→ **Task details**: Show each line of the records below that contains the word "archway". Case counts.

.....

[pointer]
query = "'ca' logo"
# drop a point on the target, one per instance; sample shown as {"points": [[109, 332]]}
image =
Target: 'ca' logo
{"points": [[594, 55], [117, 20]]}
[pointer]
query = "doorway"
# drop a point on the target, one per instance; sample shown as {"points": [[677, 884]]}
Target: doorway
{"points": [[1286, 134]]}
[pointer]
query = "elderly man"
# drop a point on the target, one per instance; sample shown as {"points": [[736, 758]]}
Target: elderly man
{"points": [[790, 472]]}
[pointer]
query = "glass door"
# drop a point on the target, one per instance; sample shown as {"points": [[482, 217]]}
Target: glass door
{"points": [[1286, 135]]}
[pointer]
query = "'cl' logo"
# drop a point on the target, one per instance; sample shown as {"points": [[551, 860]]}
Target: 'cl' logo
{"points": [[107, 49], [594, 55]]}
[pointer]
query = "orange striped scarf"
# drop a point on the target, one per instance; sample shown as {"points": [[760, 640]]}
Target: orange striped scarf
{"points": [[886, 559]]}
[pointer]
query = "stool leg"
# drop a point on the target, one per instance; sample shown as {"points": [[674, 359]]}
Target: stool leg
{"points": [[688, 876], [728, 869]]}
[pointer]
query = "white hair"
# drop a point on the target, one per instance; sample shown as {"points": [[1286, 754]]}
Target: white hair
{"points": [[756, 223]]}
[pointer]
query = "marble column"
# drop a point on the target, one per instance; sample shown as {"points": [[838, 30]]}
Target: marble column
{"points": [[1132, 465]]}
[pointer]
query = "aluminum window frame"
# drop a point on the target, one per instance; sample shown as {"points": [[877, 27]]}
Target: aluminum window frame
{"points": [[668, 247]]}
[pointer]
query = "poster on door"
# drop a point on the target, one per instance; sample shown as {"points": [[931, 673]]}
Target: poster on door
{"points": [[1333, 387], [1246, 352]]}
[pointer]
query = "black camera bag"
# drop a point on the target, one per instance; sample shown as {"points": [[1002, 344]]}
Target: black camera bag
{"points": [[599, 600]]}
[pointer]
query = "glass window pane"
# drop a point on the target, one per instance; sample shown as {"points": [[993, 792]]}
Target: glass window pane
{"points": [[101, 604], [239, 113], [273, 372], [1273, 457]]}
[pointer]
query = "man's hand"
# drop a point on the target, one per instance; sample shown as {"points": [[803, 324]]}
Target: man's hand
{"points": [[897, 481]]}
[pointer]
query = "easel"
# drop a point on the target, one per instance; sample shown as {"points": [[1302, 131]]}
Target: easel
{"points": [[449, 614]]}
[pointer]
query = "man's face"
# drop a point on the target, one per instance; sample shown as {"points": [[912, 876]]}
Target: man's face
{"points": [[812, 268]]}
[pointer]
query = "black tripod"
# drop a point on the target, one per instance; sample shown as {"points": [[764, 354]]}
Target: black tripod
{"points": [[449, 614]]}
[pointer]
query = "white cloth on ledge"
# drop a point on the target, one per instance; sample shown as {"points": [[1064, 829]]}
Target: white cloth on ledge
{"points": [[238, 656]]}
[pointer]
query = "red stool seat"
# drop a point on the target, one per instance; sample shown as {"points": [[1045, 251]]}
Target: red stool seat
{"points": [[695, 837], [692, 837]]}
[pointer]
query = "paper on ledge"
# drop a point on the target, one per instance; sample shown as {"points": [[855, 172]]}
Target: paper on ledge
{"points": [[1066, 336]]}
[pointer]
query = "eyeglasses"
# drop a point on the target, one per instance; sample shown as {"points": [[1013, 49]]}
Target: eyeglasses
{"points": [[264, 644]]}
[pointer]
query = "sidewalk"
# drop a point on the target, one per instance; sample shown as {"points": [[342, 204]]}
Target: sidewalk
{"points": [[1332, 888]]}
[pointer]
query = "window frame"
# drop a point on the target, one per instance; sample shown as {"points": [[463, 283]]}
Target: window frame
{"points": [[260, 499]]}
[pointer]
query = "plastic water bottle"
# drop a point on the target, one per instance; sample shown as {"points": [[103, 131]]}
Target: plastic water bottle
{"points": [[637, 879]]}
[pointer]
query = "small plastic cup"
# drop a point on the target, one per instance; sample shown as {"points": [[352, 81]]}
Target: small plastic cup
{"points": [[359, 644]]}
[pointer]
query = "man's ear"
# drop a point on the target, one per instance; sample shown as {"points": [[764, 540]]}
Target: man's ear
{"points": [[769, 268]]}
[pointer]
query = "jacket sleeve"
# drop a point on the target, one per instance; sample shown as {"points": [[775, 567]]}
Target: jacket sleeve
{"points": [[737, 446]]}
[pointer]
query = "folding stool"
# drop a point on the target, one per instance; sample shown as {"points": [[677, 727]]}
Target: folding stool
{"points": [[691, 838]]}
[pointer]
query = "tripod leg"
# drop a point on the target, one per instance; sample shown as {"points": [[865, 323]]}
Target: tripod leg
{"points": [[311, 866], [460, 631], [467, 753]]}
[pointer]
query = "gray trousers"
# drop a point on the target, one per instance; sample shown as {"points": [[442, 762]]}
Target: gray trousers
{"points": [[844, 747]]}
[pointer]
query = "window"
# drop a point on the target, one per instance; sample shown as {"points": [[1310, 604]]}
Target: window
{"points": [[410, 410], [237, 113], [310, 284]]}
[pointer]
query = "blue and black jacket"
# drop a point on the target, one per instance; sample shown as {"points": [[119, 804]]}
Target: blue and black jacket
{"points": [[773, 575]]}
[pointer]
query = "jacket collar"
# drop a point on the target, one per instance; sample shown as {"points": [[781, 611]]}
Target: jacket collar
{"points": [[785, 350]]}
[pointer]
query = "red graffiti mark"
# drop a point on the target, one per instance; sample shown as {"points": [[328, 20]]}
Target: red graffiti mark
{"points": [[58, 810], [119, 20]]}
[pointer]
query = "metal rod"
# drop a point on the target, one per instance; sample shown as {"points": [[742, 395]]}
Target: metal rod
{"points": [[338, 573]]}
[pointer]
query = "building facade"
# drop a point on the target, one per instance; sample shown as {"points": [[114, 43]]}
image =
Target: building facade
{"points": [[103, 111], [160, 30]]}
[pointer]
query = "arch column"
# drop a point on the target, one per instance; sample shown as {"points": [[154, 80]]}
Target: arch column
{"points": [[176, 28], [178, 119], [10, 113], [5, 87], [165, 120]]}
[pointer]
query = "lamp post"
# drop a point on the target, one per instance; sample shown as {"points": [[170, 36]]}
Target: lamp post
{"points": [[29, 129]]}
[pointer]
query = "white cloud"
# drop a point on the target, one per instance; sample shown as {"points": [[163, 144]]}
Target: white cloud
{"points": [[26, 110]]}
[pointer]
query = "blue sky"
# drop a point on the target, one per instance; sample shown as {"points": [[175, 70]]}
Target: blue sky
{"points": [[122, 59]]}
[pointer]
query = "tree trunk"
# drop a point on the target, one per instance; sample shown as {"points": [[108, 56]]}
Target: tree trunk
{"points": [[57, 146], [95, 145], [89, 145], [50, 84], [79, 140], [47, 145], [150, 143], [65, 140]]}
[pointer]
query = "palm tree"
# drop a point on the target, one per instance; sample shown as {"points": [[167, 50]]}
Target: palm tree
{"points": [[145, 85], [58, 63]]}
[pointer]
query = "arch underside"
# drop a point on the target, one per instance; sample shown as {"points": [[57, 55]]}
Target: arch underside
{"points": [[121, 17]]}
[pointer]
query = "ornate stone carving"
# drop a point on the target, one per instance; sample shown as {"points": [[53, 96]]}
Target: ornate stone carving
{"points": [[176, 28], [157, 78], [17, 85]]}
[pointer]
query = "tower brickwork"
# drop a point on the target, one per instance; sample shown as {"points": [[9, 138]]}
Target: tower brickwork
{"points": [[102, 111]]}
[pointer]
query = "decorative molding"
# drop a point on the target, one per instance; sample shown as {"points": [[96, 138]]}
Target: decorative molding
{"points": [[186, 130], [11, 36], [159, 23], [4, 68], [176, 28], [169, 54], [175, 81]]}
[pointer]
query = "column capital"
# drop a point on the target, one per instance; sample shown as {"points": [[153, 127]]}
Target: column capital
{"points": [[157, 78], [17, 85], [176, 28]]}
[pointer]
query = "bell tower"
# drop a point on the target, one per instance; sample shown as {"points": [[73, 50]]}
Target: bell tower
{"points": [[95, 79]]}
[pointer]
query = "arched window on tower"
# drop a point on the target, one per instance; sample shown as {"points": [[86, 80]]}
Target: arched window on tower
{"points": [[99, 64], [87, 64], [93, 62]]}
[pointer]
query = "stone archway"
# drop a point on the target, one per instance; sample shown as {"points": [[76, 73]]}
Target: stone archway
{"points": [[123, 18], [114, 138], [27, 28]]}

.....

→ **Full answer**:
query = "stone archway"
Target: stone archway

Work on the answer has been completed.